◆ **Written instruction**:
Render the stretch from the start of the entries below through the line containing "[306,426,349,449]" as a JSON list of strings, one string per line, with blank lines omitted.

Region labeling records:

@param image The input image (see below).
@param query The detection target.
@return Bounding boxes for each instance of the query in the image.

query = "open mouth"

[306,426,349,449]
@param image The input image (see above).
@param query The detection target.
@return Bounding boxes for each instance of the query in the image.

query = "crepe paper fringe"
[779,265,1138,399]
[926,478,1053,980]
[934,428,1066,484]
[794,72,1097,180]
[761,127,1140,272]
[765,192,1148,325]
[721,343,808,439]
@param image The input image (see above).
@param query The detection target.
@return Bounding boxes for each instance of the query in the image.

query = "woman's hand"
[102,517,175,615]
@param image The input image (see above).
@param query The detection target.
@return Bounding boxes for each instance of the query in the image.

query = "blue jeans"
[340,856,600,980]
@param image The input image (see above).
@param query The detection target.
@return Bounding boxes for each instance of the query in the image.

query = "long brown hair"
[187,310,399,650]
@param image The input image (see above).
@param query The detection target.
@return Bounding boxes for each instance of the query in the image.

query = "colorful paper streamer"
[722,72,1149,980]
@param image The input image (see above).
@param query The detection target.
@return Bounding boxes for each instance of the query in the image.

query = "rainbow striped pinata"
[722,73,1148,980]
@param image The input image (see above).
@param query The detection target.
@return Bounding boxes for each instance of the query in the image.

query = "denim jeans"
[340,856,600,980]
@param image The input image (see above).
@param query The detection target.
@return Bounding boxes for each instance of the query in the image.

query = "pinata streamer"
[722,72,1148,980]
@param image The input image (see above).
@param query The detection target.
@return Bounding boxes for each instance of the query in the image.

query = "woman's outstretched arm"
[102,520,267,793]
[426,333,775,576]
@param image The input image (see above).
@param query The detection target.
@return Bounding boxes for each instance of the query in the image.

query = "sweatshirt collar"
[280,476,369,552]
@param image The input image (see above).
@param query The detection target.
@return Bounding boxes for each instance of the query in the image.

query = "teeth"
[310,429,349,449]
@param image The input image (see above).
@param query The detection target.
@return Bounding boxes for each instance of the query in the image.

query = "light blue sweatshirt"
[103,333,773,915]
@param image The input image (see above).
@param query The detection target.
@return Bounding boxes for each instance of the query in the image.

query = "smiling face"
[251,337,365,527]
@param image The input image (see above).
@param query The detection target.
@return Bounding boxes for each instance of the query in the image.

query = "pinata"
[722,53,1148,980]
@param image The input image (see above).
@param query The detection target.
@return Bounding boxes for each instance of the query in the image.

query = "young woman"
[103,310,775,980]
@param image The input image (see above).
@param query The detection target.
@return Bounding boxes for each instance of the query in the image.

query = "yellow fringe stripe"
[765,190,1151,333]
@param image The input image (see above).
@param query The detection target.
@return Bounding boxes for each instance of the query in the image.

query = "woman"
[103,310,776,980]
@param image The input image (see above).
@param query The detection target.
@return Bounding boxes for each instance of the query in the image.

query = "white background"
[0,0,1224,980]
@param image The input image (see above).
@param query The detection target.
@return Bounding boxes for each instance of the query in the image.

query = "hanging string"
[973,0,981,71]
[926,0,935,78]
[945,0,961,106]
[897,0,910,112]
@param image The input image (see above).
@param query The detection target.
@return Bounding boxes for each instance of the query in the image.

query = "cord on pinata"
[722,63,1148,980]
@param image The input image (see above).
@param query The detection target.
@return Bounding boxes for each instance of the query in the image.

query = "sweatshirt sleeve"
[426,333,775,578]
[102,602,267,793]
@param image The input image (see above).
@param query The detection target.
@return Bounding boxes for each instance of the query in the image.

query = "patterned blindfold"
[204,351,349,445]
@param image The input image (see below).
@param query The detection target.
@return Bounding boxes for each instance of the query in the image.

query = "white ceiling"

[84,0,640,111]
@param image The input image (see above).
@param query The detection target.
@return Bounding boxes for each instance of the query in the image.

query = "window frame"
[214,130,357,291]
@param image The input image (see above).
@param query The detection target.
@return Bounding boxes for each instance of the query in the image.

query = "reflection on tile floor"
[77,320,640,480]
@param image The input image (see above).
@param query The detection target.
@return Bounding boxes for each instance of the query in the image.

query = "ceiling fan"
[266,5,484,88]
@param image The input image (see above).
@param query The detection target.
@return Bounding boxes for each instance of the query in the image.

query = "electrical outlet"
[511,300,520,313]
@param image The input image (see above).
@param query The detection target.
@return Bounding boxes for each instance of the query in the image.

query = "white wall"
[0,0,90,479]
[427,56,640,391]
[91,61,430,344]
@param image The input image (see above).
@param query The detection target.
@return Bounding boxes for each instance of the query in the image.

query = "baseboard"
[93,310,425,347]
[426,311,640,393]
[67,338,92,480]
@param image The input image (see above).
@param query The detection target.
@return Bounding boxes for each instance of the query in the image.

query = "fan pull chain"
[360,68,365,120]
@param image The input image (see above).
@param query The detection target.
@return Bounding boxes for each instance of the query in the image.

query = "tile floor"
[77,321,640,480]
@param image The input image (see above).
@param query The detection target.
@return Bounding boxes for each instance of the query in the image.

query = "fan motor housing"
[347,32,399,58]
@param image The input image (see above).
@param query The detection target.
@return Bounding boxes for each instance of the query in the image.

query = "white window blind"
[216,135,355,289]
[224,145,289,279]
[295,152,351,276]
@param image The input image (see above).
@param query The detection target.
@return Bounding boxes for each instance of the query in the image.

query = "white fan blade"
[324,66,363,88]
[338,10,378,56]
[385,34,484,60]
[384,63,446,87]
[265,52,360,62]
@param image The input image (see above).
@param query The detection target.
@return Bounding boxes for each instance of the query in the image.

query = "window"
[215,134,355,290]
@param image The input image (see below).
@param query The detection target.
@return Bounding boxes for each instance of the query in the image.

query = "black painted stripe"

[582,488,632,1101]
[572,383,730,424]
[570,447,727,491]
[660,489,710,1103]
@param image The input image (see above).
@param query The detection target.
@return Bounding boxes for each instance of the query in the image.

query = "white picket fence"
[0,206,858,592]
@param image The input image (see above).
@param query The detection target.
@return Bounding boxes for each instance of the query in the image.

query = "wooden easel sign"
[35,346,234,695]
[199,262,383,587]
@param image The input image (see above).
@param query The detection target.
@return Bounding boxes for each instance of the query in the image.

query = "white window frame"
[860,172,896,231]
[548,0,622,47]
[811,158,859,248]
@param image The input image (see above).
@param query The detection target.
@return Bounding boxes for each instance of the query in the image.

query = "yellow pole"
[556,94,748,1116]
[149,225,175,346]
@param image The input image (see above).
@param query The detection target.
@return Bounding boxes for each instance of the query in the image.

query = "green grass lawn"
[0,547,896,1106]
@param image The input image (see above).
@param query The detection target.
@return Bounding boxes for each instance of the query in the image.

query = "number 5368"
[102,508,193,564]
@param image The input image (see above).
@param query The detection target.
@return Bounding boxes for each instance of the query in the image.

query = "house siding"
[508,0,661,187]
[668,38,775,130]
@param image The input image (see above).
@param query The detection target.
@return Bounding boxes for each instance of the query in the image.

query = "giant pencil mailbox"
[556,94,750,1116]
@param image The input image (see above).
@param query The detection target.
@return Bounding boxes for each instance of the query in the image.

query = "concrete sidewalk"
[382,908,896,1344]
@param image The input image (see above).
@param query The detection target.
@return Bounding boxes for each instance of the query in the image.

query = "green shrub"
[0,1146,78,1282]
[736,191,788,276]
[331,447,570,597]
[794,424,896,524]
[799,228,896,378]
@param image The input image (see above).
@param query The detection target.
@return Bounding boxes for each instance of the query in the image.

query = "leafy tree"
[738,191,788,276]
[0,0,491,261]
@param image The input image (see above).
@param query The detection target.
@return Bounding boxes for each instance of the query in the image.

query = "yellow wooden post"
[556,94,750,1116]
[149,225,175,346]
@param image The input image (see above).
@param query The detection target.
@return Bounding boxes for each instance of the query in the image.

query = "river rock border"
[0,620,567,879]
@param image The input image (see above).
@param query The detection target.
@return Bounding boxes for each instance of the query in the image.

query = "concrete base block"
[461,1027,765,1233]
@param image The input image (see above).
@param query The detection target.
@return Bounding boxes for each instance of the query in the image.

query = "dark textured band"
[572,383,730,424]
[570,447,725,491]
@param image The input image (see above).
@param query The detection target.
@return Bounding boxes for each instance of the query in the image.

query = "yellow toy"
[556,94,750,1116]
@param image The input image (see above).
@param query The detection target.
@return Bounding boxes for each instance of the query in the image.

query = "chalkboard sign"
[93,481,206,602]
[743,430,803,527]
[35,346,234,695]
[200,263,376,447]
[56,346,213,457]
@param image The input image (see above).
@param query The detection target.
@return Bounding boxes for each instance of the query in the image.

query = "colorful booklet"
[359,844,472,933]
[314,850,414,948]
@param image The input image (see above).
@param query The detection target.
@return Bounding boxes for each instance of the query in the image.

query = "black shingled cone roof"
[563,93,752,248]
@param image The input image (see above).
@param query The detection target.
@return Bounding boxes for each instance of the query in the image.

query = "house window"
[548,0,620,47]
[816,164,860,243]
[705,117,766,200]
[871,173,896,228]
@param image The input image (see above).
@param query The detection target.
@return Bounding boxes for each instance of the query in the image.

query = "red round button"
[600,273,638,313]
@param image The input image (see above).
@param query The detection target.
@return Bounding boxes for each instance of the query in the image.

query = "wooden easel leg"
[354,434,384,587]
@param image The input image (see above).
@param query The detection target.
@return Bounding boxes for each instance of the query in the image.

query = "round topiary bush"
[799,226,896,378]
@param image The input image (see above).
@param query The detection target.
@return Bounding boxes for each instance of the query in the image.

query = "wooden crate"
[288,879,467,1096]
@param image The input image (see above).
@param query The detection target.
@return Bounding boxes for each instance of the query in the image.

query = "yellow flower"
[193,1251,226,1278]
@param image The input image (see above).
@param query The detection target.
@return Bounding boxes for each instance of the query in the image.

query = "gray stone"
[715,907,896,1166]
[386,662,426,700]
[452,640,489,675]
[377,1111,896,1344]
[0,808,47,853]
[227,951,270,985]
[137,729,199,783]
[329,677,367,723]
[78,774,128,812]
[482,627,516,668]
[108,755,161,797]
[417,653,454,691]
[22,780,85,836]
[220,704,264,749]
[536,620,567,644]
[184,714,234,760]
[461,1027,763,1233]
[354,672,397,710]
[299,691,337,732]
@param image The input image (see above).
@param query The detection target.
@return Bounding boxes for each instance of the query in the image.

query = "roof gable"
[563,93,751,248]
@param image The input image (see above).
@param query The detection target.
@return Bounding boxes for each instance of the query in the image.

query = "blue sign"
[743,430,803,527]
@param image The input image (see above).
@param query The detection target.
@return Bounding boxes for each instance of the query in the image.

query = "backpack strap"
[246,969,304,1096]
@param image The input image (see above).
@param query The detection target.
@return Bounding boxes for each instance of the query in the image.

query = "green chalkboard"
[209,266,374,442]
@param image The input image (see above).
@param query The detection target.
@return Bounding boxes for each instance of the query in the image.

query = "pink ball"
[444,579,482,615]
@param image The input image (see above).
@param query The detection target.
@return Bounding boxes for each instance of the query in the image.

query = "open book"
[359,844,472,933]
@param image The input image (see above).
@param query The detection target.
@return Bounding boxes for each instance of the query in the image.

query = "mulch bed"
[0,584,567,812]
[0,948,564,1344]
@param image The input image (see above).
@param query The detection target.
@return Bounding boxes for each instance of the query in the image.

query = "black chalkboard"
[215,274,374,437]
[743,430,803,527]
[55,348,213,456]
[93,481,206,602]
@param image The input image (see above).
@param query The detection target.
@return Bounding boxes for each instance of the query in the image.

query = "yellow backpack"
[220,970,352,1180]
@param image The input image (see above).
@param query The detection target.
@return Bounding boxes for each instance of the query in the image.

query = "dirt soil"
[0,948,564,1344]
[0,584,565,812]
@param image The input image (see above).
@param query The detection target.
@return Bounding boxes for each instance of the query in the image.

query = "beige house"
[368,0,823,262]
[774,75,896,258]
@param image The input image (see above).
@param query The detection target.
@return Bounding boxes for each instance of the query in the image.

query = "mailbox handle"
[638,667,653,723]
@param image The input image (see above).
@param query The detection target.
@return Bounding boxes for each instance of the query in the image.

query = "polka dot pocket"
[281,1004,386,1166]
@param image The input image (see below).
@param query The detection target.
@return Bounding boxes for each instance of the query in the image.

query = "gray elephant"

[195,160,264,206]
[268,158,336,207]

◆ **Task solution**:
[
  "@param image The input image (see below).",
  "@param query The detection target.",
  "@return Bounding boxes for each instance of the query in the image.",
  "query = \"open mouth\"",
  "[306,426,349,449]"
]